**Problem details:** Count the lines in the entries below that contain the string "door", treating uppercase and lowercase letters as distinct. Report only the resulting number.
**** Material provided ****
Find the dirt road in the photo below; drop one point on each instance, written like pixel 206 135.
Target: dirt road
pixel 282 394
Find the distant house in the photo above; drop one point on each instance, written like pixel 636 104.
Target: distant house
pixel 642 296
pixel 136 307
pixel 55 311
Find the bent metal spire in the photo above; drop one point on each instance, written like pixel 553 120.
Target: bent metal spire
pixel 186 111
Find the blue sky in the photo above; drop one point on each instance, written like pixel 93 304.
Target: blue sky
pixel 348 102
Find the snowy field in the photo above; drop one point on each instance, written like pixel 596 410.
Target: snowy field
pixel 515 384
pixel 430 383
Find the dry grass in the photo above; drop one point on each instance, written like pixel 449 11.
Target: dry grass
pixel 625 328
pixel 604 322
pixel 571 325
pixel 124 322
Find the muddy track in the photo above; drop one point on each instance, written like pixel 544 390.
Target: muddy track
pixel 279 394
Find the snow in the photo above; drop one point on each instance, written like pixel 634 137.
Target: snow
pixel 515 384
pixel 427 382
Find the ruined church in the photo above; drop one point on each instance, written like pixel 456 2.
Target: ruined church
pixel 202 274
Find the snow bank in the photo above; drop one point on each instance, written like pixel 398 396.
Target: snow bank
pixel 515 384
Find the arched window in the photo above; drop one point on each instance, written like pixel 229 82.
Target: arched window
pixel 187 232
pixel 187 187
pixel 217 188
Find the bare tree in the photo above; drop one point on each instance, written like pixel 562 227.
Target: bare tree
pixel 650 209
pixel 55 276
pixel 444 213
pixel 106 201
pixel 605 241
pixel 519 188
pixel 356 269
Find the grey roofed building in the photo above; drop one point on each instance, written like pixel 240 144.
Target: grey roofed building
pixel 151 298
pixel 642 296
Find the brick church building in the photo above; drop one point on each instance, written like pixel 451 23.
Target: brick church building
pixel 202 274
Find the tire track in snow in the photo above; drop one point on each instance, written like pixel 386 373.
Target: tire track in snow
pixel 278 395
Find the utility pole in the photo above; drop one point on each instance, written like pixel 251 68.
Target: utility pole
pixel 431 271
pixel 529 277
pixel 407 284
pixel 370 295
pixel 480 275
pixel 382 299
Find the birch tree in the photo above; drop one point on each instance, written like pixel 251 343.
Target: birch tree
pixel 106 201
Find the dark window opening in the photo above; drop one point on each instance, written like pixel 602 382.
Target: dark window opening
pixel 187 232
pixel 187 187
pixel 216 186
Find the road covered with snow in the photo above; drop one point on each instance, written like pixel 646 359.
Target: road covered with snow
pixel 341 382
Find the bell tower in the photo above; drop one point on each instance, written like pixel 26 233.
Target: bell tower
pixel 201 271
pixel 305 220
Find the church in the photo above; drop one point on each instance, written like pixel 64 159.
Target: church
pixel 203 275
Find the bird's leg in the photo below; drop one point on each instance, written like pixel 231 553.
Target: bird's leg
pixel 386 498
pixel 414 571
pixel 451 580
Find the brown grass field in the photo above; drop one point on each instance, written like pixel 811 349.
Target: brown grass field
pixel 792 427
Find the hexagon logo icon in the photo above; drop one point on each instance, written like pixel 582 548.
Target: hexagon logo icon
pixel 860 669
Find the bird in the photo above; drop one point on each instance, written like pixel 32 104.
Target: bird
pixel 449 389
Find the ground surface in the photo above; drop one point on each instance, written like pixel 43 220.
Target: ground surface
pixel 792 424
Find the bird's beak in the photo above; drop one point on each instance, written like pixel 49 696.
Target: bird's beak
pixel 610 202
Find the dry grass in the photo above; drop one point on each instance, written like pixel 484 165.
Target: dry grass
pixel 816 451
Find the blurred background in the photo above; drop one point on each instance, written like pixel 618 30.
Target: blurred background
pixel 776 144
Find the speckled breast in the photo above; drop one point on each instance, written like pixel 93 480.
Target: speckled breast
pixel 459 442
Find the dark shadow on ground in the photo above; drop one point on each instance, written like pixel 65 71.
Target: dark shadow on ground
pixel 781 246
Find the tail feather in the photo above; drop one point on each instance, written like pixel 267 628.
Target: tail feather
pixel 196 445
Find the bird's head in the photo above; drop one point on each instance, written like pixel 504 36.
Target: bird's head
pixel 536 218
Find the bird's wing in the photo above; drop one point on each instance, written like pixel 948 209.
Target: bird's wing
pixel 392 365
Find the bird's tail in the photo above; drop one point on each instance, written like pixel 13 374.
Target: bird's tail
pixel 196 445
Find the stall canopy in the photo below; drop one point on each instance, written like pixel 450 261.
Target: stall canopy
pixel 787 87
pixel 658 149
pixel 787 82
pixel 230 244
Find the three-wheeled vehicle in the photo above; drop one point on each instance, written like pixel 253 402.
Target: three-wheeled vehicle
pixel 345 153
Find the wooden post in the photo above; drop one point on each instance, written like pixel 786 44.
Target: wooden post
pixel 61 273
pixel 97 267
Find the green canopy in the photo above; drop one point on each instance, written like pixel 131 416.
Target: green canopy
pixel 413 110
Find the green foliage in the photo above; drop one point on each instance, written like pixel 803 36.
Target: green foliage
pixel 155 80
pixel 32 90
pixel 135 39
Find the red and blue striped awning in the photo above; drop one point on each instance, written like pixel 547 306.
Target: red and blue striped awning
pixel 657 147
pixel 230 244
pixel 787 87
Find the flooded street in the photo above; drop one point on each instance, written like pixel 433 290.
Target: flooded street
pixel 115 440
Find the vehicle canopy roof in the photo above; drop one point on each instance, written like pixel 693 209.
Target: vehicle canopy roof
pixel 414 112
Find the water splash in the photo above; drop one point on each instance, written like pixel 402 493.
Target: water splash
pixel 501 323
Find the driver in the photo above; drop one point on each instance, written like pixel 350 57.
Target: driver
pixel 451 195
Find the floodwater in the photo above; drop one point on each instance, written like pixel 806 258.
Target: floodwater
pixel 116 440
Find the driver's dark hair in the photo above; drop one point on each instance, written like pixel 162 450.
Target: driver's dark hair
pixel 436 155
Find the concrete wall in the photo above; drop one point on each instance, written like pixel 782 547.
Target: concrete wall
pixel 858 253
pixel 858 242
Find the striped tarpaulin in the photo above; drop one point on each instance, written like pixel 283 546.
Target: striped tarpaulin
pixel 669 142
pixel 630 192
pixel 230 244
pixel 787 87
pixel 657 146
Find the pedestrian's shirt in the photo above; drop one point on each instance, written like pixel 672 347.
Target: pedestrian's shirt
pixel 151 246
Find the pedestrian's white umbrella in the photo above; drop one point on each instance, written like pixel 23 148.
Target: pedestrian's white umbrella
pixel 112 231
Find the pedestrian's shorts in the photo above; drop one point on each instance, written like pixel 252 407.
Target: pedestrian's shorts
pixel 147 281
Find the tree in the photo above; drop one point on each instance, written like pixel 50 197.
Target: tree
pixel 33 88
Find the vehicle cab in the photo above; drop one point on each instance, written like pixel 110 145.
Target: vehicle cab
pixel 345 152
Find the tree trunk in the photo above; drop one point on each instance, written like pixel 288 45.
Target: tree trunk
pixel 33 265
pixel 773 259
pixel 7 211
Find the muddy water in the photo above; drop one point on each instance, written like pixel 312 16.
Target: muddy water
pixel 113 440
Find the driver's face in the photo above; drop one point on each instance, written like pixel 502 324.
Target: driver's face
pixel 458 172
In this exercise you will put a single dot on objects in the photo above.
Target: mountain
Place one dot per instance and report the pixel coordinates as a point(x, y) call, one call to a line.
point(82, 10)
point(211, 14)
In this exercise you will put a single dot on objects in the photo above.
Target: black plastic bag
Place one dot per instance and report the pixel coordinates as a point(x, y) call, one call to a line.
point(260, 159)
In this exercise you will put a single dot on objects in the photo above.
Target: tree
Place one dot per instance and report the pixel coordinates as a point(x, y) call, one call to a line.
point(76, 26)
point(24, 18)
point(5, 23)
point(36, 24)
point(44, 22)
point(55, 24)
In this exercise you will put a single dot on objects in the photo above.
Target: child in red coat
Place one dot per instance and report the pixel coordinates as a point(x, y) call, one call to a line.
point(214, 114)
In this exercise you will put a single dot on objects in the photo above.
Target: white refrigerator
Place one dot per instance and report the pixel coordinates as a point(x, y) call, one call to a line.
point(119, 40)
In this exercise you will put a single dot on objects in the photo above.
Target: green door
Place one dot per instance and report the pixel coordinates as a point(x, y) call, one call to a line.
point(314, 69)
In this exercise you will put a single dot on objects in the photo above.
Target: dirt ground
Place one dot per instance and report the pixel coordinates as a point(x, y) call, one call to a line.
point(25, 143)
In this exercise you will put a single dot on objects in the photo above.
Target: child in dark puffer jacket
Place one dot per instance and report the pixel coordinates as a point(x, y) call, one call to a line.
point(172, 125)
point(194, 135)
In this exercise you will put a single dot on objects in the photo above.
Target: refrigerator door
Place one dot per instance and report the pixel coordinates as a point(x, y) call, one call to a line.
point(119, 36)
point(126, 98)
****
**Task response:** 2